[Listed entries — start]

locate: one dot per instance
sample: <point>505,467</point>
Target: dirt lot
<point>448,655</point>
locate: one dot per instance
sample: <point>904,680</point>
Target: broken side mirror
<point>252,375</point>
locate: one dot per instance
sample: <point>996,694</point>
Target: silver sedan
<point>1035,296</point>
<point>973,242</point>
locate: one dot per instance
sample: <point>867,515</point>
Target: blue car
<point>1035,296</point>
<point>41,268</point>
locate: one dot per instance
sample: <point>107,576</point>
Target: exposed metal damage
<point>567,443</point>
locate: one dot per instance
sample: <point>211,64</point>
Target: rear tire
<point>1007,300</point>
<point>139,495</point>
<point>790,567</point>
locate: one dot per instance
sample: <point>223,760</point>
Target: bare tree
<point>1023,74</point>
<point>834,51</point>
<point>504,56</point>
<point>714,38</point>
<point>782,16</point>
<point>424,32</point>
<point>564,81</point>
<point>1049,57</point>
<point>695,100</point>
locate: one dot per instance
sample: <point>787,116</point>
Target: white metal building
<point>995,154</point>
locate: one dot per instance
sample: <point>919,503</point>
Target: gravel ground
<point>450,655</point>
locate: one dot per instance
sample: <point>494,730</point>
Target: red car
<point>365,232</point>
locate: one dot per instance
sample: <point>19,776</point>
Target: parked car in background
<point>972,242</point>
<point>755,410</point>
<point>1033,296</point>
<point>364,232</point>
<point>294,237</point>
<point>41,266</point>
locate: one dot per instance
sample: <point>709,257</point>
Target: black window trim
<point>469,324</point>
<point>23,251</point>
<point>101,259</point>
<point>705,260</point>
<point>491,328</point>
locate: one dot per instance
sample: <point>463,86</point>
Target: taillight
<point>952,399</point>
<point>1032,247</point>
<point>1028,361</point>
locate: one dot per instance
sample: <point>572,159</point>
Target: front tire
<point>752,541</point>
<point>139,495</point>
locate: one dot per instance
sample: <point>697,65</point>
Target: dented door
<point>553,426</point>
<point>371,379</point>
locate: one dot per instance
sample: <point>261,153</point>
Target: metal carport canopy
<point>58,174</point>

[Listed entries — finish]

# Work to be completed
I'd like the lines above from the one with "sample: <point>211,64</point>" up to and including the one with "sample: <point>223,760</point>" copied exactly, with no other lines.

# Task output
sample: <point>211,64</point>
Target: rear tire
<point>1007,300</point>
<point>139,495</point>
<point>790,567</point>
locate: one dot per instance
sample: <point>223,760</point>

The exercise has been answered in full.